Collected data entries:
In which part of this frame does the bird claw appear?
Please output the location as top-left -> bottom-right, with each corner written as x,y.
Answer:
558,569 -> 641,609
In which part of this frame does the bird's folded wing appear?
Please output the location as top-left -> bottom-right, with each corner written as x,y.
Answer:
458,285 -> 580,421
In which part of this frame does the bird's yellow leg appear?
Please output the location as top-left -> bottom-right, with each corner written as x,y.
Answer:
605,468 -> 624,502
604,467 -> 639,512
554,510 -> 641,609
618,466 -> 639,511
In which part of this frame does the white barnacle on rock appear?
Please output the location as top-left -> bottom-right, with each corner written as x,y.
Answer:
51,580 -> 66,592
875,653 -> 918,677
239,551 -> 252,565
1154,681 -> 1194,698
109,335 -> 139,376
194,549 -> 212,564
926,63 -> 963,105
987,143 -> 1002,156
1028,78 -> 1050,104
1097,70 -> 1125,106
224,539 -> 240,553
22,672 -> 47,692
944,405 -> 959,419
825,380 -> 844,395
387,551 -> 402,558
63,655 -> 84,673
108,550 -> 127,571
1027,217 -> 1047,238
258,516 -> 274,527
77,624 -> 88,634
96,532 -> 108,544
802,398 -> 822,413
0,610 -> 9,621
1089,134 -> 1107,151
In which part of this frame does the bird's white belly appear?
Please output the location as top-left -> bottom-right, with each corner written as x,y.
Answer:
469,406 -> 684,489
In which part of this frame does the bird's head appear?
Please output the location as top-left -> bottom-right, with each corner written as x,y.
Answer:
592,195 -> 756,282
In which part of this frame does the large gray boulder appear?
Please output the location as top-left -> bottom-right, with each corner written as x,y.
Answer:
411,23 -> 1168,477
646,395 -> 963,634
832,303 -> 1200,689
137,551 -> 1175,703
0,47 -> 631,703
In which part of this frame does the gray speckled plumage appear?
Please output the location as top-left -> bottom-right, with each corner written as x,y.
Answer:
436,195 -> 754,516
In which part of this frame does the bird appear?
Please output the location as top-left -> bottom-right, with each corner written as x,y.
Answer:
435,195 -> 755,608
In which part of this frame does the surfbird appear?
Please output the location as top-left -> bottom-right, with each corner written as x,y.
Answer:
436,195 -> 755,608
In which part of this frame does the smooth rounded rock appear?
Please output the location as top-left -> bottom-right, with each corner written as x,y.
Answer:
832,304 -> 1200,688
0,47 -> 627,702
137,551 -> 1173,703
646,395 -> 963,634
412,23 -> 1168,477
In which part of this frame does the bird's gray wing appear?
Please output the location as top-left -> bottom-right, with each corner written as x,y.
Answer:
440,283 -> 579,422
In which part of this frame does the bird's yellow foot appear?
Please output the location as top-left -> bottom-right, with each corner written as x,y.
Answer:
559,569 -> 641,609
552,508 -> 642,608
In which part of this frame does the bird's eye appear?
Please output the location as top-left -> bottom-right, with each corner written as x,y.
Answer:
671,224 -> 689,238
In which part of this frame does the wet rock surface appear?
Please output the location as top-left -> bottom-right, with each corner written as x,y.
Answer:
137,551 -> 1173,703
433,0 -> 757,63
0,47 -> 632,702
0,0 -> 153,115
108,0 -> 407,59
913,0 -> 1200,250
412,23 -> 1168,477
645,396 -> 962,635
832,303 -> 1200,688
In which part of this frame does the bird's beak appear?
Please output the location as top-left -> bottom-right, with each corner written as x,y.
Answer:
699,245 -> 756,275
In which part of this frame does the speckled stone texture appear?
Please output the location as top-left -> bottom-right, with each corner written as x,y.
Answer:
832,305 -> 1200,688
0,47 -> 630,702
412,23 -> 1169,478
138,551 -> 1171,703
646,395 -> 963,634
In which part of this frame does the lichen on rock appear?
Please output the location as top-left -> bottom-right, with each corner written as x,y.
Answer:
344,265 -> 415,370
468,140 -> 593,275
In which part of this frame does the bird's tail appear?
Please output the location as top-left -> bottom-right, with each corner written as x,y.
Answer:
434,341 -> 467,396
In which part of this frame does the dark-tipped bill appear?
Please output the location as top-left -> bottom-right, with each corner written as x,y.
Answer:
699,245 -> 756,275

• _ACTIVITY_
Once the lines of the entries containing the word "gray" have been counted, report the number alone.

• _PROBLEM SOLUTION_
3